Source excerpt —
Razaf and Woolford get composer credits on the label of OKeh 8042-A and -B, a record by the classic blues singer Lavinia Turner of "How Can I Be Your 'Sweet Mama' When You're 'Daddy' To Somebody Else", backed with "Don't Cut Off Your Nose To Spite Your Face", though no copyright registration for either song has been located. These sides, recorded in late October 1922 according to Rust, are the only known phonograph records of Woolford's piano playing, for which he is credited on the labels.
The New York Amsterdam News ran a feature about Woolford's career on 25 September 1937, p. 6, with a photo. The address mentioned in the last line was a typo - actually 538 Lenox Ave.

Material —
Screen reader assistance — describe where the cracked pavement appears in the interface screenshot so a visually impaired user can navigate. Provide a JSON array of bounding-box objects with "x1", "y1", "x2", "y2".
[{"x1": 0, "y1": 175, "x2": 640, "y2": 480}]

Requests —
[a] Please retype the Woolford excerpt, starting with "Razaf and Woolford" and going on through "538 Lenox Ave.".
[b] In the Woolford excerpt, on what date did the New York Amsterdam News run its feature about Woolford's career?
[c] Carry on the Woolford excerpt from the point where it stops.

Final answers —
[a]
Razaf and Woolford get composer credits on the label of OKeh 8042-A and -B, a record by the classic blues singer Lavinia Turner of "How Can I Be Your 'Sweet Mama' When You're 'Daddy' To Somebody Else", backed with "Don't Cut Off Your Nose To Spite Your Face", though no copyright registration for either song has been located. These sides, recorded in late October 1922 according to Rust, are the only known phonograph records of Woolford's piano playing, for which he is credited on the labels.
The New York Amsterdam News ran a feature about Woolford's career on 25 September 1937, p. 6, with a photo. The address mentioned in the last line was a typo - actually 538 Lenox Ave.

[b] 25 September 1937

[c]
For the rest of Woolford's career, he seemed to have cited his role in the invention of the fox trot from 1914 as a memorable highlight. He told a reporter from the Asbury Park (NJ) Press (August 18, 1946), nine years later, the story, almost word-for-word the same story he had told in 1937:
Woolford's story of the origin of the fox trot is to be compared with the story of Jim Europe playing Handy's "Memphis Blues" slowly and swingingly for the Castles, who adapted what they always said had been an old "Negro" dance into what became known as the fox trot, also supposedly in 1914. (See Reid Badger, "A Life In Ragtime: A Biography of James Reese Europe", pp. 115-117. The way that W.C. Handy told the story in his autobiography "Father of The Blues" on p. 226 it seems clear that the source of the story was Noble Sissle, who was not present in Europe's organization in 1914, so Sissle must in turn have heard it from Europe once he and Eubie became Europe's close associates in 1916.) What is verifiable about Woolford's story is that his composition "The Trouville Canter" was copyrighted and published in September 1914, while an earlier version was arranged by Will Vodery and copyrighted as an unpublished composition under the title "The Woolford Canter" on July 23, 1914.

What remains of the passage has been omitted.